==== SELECTION
Our politicians do and say whatever they
need to to get reelected. And right now,
China is winning. Such is the power of a
command economy. When you can marshall
capital, labor, and infrastructure by
fiat, you can move mountains. You can
pick a goal in the horizon and just
march everyone towards it. No
shareholder votes, no focus group
polling, no need to even build
consensus. It's efficient, disciplined,
and ruthless. And that's why China can
build a bridge in a month while we spend
a decade arguing over the environmental
impact statement. When a top- down
system works, it is breathtaking.
But when it fails, it fails
spectacularly.
The same centralization that lets you
move fast also guarantees that when you
make a mistake, everyone goes down with
you. Mao taught us all that lesson in
the most terrifying fashion imaginable.
45 million people dead from policies
that a [ __ ] could have told you were a
terrible idea. But to tell him no was to
be beaten to death, shot, starved, or
exiled. And today under Xihinping, China
is relearning the same lesson, albeit
more sophisticated.
========
PROMPT 1
In the passage on China's command economy, reproduce word for word the part that opens with the words containing "But when it" and closes with "more sophisticated.".
PROMPT 2
Answer these about the passage on China's command economy:
(a) How long does the passage say it takes China to build a bridge?
(b) How many people does it say died from Mao's policies?
(c) What does it say we spend a decade arguing over?
==== ENTRIES SHOWN
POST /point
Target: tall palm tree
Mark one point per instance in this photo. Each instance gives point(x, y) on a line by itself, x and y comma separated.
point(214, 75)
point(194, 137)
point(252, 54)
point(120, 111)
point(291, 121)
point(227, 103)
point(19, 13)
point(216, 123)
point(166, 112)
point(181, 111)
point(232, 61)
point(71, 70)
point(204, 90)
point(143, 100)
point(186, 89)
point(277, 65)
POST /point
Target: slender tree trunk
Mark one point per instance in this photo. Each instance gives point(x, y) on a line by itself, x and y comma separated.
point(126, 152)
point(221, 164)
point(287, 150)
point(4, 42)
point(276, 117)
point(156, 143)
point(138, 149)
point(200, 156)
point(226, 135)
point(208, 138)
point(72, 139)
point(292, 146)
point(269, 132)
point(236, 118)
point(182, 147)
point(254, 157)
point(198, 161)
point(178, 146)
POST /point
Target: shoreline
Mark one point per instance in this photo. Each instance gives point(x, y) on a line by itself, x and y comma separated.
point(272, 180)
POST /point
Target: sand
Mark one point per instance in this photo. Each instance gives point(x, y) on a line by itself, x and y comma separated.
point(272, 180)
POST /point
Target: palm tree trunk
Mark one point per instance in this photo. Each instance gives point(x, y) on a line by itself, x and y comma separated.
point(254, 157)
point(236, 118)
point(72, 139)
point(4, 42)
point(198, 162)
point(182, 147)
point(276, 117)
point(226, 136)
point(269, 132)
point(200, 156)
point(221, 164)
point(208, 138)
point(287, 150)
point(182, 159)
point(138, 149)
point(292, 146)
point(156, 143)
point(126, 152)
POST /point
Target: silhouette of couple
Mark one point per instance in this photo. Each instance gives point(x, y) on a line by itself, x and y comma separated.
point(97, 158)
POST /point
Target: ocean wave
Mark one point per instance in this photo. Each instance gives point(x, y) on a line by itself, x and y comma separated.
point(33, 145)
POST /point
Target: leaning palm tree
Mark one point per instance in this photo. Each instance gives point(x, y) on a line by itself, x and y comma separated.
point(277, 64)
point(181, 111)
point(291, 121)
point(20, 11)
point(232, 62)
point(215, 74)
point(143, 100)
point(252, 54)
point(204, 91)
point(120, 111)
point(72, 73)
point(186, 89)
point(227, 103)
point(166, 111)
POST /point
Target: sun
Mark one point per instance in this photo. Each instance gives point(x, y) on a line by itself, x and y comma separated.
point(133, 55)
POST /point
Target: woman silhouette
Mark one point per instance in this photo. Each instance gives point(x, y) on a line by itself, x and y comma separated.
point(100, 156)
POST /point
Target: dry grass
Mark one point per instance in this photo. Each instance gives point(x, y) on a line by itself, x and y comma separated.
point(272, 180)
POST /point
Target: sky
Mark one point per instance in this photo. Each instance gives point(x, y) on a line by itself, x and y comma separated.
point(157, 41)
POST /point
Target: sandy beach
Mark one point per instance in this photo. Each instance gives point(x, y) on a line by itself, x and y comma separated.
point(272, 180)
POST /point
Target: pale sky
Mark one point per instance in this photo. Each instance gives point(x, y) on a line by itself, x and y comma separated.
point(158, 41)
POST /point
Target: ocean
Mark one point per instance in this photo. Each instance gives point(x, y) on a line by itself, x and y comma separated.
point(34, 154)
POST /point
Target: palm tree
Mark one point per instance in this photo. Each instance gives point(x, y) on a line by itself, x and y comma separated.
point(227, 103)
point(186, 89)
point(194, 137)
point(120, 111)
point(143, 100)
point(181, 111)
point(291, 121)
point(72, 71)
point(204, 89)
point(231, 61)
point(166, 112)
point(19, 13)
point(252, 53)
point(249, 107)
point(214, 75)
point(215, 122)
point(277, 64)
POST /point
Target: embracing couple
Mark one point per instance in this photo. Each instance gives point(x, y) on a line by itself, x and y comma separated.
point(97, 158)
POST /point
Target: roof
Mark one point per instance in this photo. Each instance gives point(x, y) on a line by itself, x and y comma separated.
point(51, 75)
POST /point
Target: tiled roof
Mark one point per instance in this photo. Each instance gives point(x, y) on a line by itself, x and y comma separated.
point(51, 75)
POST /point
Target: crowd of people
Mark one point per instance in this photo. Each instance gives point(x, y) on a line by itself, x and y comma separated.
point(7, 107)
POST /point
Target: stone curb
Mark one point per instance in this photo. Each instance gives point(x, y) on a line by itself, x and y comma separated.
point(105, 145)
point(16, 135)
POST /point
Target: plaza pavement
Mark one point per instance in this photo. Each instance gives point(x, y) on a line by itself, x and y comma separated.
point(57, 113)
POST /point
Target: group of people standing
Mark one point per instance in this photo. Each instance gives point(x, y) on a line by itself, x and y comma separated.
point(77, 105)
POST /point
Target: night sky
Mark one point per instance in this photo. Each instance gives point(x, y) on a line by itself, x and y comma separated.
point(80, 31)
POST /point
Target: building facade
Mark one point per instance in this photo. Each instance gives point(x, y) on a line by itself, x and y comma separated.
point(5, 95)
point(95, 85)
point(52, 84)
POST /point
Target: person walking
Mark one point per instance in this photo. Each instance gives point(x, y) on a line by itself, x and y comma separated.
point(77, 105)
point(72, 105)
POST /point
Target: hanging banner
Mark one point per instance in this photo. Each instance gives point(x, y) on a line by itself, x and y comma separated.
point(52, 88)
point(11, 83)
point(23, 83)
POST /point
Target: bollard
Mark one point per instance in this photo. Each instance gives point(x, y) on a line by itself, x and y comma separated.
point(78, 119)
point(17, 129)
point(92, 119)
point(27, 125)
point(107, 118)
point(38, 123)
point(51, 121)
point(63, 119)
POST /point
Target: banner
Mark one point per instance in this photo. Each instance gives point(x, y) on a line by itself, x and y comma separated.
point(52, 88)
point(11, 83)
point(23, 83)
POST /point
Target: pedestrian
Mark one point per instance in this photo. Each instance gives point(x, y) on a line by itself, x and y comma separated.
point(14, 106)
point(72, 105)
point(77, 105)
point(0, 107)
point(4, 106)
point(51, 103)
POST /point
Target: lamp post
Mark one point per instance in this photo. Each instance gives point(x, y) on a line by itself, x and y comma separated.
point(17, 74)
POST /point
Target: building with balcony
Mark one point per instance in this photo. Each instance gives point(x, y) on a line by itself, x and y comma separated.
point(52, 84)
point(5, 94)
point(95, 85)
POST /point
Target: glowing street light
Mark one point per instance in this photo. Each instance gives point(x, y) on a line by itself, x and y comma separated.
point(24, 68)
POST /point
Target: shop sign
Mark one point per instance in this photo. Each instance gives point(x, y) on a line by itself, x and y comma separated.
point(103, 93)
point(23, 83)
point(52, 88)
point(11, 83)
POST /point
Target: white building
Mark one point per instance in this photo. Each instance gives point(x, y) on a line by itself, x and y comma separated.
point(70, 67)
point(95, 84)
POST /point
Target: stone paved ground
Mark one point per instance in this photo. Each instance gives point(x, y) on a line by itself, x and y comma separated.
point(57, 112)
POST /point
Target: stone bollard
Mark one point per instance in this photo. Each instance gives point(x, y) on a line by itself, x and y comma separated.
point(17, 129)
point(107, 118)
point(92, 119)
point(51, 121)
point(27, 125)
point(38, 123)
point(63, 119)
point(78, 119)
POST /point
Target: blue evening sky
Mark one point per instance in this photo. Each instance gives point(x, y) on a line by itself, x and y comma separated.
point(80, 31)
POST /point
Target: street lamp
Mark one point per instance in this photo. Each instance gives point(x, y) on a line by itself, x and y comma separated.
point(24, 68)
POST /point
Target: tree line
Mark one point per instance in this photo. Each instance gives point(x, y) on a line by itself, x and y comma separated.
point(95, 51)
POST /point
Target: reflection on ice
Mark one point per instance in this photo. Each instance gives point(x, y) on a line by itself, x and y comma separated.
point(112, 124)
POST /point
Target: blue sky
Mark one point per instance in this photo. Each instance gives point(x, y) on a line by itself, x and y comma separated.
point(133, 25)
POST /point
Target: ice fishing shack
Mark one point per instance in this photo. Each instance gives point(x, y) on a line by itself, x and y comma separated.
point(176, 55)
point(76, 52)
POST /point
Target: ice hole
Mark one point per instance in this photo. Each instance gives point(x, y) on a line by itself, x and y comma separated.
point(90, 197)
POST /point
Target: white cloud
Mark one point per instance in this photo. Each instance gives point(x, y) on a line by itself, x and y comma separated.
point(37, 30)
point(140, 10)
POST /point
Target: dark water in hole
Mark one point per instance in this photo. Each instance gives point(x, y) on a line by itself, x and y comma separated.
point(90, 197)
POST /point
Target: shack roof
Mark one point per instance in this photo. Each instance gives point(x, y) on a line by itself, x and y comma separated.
========
CORRECT RESPONSE 1
But when it fails, it fails
spectacularly.
The same centralization that lets you
move fast also guarantees that when you
make a mistake, everyone goes down with
you. Mao taught us all that lesson in
the most terrifying fashion imaginable.
45 million people dead from policies
that a [ __ ] could have told you were a
terrible idea. But to tell him no was to
be beaten to death, shot, starved, or
exiled. And today under Xihinping, China
is relearning the same lesson, albeit
more sophisticated.

CORRECT RESPONSE 2
(a) A month.
(b) 45 million.
(c) The environmental impact statement.